[Required work]:
Please, could you print all the lines below exactly, leaving out the pictures?

-- Data shown follows --

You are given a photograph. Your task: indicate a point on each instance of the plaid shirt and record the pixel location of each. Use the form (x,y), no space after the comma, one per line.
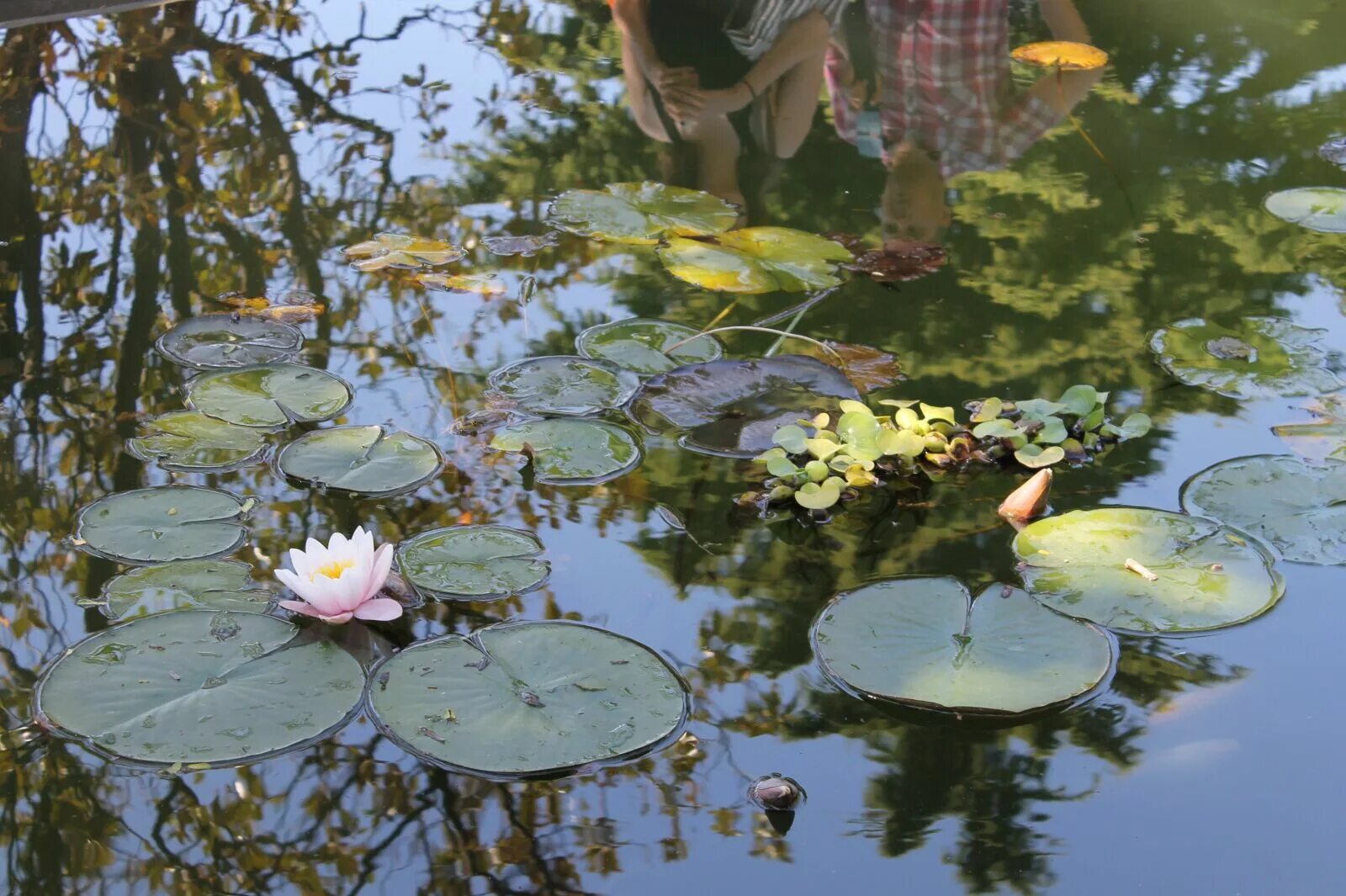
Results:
(944,83)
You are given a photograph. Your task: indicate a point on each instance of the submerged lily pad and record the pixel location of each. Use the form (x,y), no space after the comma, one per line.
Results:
(925,642)
(564,385)
(571,453)
(641,213)
(643,345)
(186,584)
(161,523)
(1296,506)
(193,442)
(733,408)
(1264,357)
(229,341)
(473,563)
(368,460)
(269,395)
(1206,576)
(199,687)
(528,698)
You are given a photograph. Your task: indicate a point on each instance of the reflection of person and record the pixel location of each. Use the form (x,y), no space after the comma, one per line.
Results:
(932,94)
(719,77)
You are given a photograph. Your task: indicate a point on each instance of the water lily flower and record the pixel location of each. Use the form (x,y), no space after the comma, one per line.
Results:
(338,581)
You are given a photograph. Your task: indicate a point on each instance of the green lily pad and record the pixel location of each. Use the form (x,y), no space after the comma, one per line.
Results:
(1264,357)
(229,341)
(755,260)
(192,442)
(528,698)
(161,523)
(925,642)
(641,213)
(269,395)
(473,563)
(571,453)
(186,584)
(199,687)
(641,345)
(733,408)
(1208,576)
(564,385)
(1292,505)
(368,460)
(1322,209)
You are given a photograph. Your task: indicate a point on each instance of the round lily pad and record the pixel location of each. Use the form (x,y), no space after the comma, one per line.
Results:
(528,698)
(1264,357)
(643,345)
(925,642)
(473,563)
(1322,209)
(368,460)
(733,408)
(193,442)
(269,395)
(641,213)
(199,687)
(229,341)
(1290,503)
(571,453)
(186,584)
(564,385)
(161,523)
(1097,565)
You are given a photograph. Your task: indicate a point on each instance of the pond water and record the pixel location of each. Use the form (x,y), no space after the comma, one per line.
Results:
(154,161)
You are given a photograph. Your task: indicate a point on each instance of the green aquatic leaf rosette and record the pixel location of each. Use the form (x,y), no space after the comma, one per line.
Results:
(367,460)
(641,213)
(473,563)
(192,442)
(564,385)
(1292,505)
(162,523)
(644,345)
(1208,576)
(1263,358)
(269,395)
(229,341)
(571,453)
(925,642)
(528,698)
(202,687)
(755,260)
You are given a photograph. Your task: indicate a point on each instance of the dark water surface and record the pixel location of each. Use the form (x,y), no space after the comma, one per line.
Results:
(156,159)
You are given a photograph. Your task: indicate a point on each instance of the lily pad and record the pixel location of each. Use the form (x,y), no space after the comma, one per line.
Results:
(186,584)
(528,698)
(571,453)
(641,213)
(161,523)
(473,563)
(193,442)
(199,687)
(1265,357)
(368,460)
(1206,575)
(925,642)
(733,408)
(1322,209)
(564,385)
(643,345)
(755,260)
(269,395)
(229,341)
(1292,505)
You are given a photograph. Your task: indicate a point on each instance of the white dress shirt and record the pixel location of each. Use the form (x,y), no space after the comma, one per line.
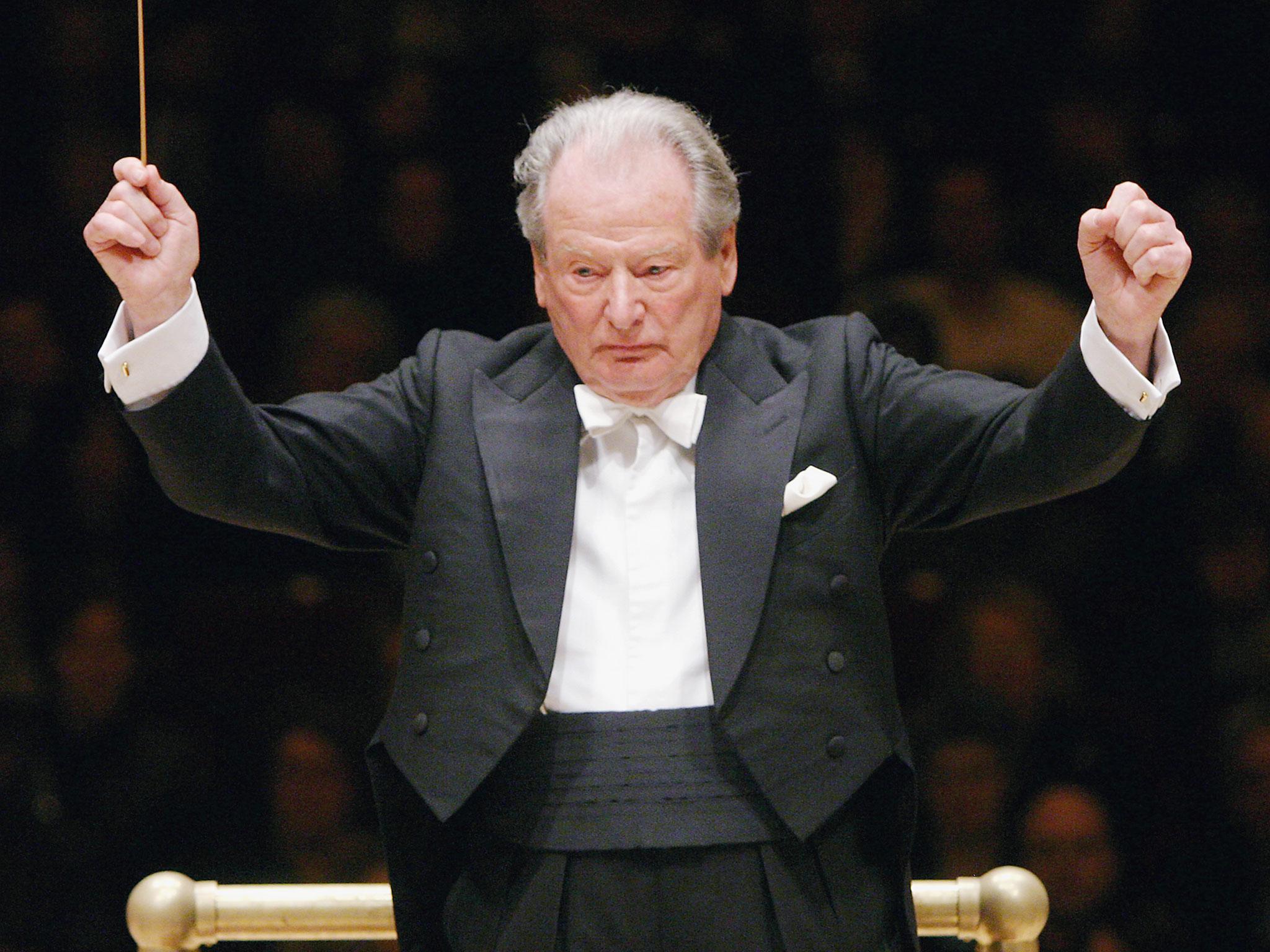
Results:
(633,627)
(633,632)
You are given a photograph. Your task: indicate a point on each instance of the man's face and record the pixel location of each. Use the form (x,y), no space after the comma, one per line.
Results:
(633,299)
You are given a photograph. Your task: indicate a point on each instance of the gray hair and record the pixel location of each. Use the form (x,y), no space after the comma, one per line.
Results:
(607,122)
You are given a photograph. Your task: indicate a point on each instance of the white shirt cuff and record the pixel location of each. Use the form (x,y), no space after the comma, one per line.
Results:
(1117,375)
(148,367)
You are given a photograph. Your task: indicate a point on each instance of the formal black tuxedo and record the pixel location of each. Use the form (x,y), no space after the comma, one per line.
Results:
(466,456)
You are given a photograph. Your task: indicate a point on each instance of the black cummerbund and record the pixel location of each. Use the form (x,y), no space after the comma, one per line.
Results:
(625,780)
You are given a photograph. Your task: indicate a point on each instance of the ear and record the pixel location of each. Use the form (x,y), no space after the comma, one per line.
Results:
(540,276)
(728,260)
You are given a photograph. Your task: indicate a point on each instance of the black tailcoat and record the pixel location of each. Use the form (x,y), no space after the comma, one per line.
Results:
(466,456)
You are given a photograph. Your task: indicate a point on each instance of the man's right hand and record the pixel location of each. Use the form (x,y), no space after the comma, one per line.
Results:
(146,240)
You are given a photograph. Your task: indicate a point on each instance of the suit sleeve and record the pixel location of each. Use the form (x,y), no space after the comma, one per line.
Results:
(340,470)
(949,446)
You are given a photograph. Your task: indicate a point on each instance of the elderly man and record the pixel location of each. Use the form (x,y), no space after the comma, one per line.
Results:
(647,700)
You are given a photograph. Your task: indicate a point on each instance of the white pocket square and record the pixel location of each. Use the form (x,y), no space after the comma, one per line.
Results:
(808,485)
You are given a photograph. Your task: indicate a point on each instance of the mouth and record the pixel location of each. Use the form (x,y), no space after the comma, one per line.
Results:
(629,352)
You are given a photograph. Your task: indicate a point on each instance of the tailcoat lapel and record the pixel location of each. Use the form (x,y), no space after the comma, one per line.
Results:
(744,457)
(527,431)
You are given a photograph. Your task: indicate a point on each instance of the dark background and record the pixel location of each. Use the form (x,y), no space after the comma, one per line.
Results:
(1085,682)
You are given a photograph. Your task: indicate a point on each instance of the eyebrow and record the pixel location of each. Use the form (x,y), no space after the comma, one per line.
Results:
(654,253)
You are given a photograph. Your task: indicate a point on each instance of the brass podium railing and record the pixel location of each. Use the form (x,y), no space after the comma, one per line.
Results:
(1002,910)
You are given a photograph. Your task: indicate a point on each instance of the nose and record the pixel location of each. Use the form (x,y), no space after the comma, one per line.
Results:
(624,309)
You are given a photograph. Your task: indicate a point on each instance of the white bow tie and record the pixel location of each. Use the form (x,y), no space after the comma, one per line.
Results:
(678,416)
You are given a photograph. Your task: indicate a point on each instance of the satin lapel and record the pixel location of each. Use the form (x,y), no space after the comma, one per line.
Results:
(528,447)
(744,456)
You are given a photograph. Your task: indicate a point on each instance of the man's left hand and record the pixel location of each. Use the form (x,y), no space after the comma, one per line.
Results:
(1134,260)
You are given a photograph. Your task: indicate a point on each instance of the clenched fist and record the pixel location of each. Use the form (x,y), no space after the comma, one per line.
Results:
(146,240)
(1134,260)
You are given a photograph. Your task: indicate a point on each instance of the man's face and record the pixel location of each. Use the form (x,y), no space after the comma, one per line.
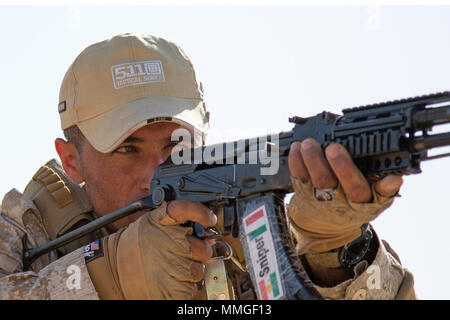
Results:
(115,179)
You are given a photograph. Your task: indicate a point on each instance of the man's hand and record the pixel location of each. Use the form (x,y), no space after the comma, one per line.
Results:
(307,162)
(325,225)
(155,257)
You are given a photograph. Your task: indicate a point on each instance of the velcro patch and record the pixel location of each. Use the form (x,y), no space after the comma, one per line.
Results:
(137,73)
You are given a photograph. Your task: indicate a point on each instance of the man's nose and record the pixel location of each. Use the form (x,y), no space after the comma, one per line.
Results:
(148,169)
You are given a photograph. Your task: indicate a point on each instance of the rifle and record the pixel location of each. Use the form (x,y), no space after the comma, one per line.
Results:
(385,138)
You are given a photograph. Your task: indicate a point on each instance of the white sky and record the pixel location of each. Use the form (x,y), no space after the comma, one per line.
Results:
(259,66)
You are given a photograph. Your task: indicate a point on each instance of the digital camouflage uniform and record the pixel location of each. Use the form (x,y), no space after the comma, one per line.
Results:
(55,275)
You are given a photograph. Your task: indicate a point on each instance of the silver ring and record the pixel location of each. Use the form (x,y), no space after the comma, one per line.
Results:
(324,194)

-- Data shown concluded --

[Response area]:
You are given a photograph. Your task: indicate a point on each instance of the plaid shirt and record the pixel location of each. Use the form (x,y), no space after the comma, one per line.
Results:
(944,83)
You are given a photograph. Your task: indicate a point on each instance of the submerged lily pad and record the pixel location of each. Use the form (x,y), no space after the comma, one per line.
Results:
(925,642)
(564,385)
(571,453)
(641,213)
(643,345)
(186,584)
(161,523)
(1296,506)
(193,442)
(733,408)
(1264,357)
(229,341)
(473,563)
(368,460)
(269,395)
(1206,576)
(199,687)
(528,698)
You are given a photograph. Your task: indicate a point on each instance of the reflection of person and record the pixel location of each. Use the form (x,y), no space after the comma, one per line.
Results:
(932,94)
(719,77)
You are given a photograph. Your task: indicate a point on each instance of the water lily flower and record the pixel location of each. Use the form (x,y), no space after the comma, one per line.
Results:
(338,581)
You are given a photograph. Your task: indicate a point on each instance of the green lily pad and record the pixel location of each. Use the form (x,y), no space after the comma, one per line.
Results:
(1264,357)
(229,341)
(755,260)
(192,442)
(528,698)
(161,523)
(925,642)
(641,213)
(269,395)
(473,563)
(571,453)
(186,584)
(199,687)
(641,345)
(733,408)
(1208,576)
(564,385)
(1292,505)
(368,460)
(1322,209)
You are given a photograph. Your task: indicate a point on each instance of the round lily pad and record the pixel location of each. Use the form (x,y), no space after the comma, one per line.
Results:
(528,698)
(1264,357)
(643,345)
(925,642)
(473,563)
(1322,209)
(368,460)
(733,408)
(193,442)
(269,395)
(641,213)
(199,687)
(229,341)
(1290,503)
(571,453)
(186,584)
(564,385)
(161,523)
(1097,565)
You are given a photograph. Your task: indicate a point on each instance of the pond water and record the pixel location of each. Use the form (x,y), no space after the comma, one per line.
Results:
(154,161)
You are given a photograph. Your task: indicate a point on each instance of the green aquatic leaf rosette and record the pixel location of each. Use the form (x,y), no space after the comma, one per line.
Results:
(367,460)
(641,213)
(473,563)
(192,442)
(564,385)
(1292,505)
(162,523)
(644,345)
(1208,576)
(1263,358)
(269,395)
(229,341)
(571,453)
(925,642)
(528,698)
(202,687)
(755,260)
You are given a photograph. Your task: indicate a point on each instance of the dark water surface and record the pixel location of each. Use the form (x,y), no space after the comma, one per line.
Results:
(156,159)
You are given a photograph. Your task: indicate a point on each instance of the lily pad and record the pixel location of each. Use the form (x,y), no space after the comma, one per line.
Results:
(186,584)
(528,698)
(571,453)
(641,213)
(161,523)
(473,563)
(193,442)
(199,687)
(1265,357)
(368,460)
(1206,575)
(925,642)
(733,408)
(1322,209)
(564,385)
(643,345)
(755,260)
(269,395)
(229,341)
(1292,505)
You are given a photograph. Your task: indicate a point on each instance of the white dress shirt and record the pixel location of each. Use the form (x,y), no space after the comma, one per line.
Results:
(633,627)
(633,632)
You are given a photograph. Your task: indicate a point on each instance of the man's face and record the pixel location of each. Use the form (x,y), no space after the comma, one per line.
Results:
(633,299)
You are given a photograph. Your task: indicate a point on each instance of the gray hair and record the pixel location of each. Use the form (x,y), no space after the comma, one per line.
Results:
(607,122)
You are given a photograph. Your task: indicate a point on each instance of the white shirt cuff and record the pixel location of each. Use the form (x,y), no space after the comma, one per line.
Results:
(1117,375)
(148,367)
You are given a photograph. Your task: indicate a point on each instance of the formal black tuxedo and record the pixel location of each. Use the form (x,y), no space after the comma, one per line.
Results:
(466,456)
You are given a photograph. Your task: indicate a point on each instance of the black cummerbund and record the pixel location of each. Use the form (x,y), no space after the comma, one per line.
Results:
(625,780)
You are given a photograph. Your task: indicate a point on each instance of the ear and record the pixel location of each. Use the form (x,y), no space after the comma, one per line.
Results:
(540,276)
(728,260)
You are given a photograph. Your task: indicate a point on each instance of the black tailcoat and record the pixel location of each. Use the form (x,y), no space after the comma, one per line.
Results:
(466,456)
You are given a photograph. Your task: indicate a point on each instance of the man's right hand and record the pixel location of each. Use the form (x,y), no space after the comma, one per line.
Results:
(146,240)
You are given a photograph. Your task: indicate a point on each instance of the suit sleeve and record the pixel location of each. Use the form (x,y), no space after the comma, one per line.
Results:
(340,470)
(949,446)
You are given a photograph. Your task: indicate a point on each instance of the elderly man and record the pixel location of each. Use the form (x,y), no space after the comma, one per line.
Results:
(647,700)
You are given a photograph. Your task: indicate a point on each instance of the white pocket square and record the pixel location of each. Use the form (x,y), no space after the comma, one per line.
Results:
(808,485)
You are given a photograph. Your task: indicate a point on each instance of the mouth and record the pixel location of each. Use the form (x,y), no space after the comma, one per line.
Results:
(629,352)
You are given a photograph. Your task: indicate a point on each instance of the tailcoat lapel and record the pixel location of each. Use the form (x,y), no space after the comma, one per line.
Results:
(744,457)
(527,431)
You are given a photograph. Your task: indicate a point on each instance of the dark background and record the pixel location of each. Use the form (x,y), no space after the comma, one per line.
Results:
(1085,682)
You are given a photograph. Your task: indicate a point on each instance of the eyebrow and record the pixel location of each. Use the form (x,y), no space after the comma, one per line.
Results:
(654,253)
You are given a photograph. Your task: indicate a point on each instance of the brass podium railing and record the pixel location of each. Use the form (x,y), no space after the comma, one per line.
Results:
(1002,910)
You are given a photograph. Your task: indicate a point on each instance of the nose and record the pixel location of each. Use the form (x,y), no space after the comma, one per line.
Results:
(624,309)
You are given a photograph. Your task: indicate a point on each instance of the white bow tie and record the pixel location of each. Use the form (x,y), no space after the comma, one per line.
Results:
(678,416)
You are given a photograph. Your task: indicate a point on each instance of the satin lapel and record the pixel location of each. Use the form (x,y), no space after the comma, one per line.
Results:
(528,447)
(744,456)
You are given a photograph. Your task: indicate a point on each instance of the man's left hand and record the pixel location of each. Use the form (x,y), no space after the comma, one per line.
Results:
(1134,260)
You are given a photograph. Your task: indicate a point on each instance of the clenched fist and record the pixel location of each. Use the form (x,y), no space after the comma, one per line.
Results:
(146,240)
(1134,260)
You are given a photograph. Your task: indicate a point on each instance of the man's face and record the pixel location of each. Use the form (x,y), no space after the comma, one per line.
Results:
(115,179)
You are given a photograph. Your task: indicate a point on each instance of the man's hand and record the pixel location of each. Use the form (x,y), no space after the comma, one per line.
Results:
(307,162)
(325,225)
(155,257)
You are given a photograph. Your task: indicate a point on each instance of the velcro patch and record the pixel location of each. Use the form (x,y), no space after the comma, one per line.
Results:
(137,73)
You are given a photograph. Your task: indicate a point on each instance of the man's nose and record the pixel location of each. Use the form (x,y), no space after the comma, one per line.
Results:
(148,169)
You are given a photograph. Your task: indicate a point on each instance of the rifle and record the pixel location of each. Use the form (x,y), no space after the comma, one per line.
Results:
(385,138)
You are given a photograph. Your task: indicate a point on each instance of the white sky and record the pixel location of each. Use the form (x,y), no space after the comma, one per line.
Results:
(259,66)
You are given a photograph. Your task: indicate a point on each instance of the digital camouflage uniform and record the pixel location of each. Use the form (x,y), no space after the comma, one per line.
Results:
(55,275)
You are given a photograph. Your task: indicate a point on each instance of the silver ring and record the pixel location of each. Use the form (x,y), no space after the comma, one per line.
Results:
(324,194)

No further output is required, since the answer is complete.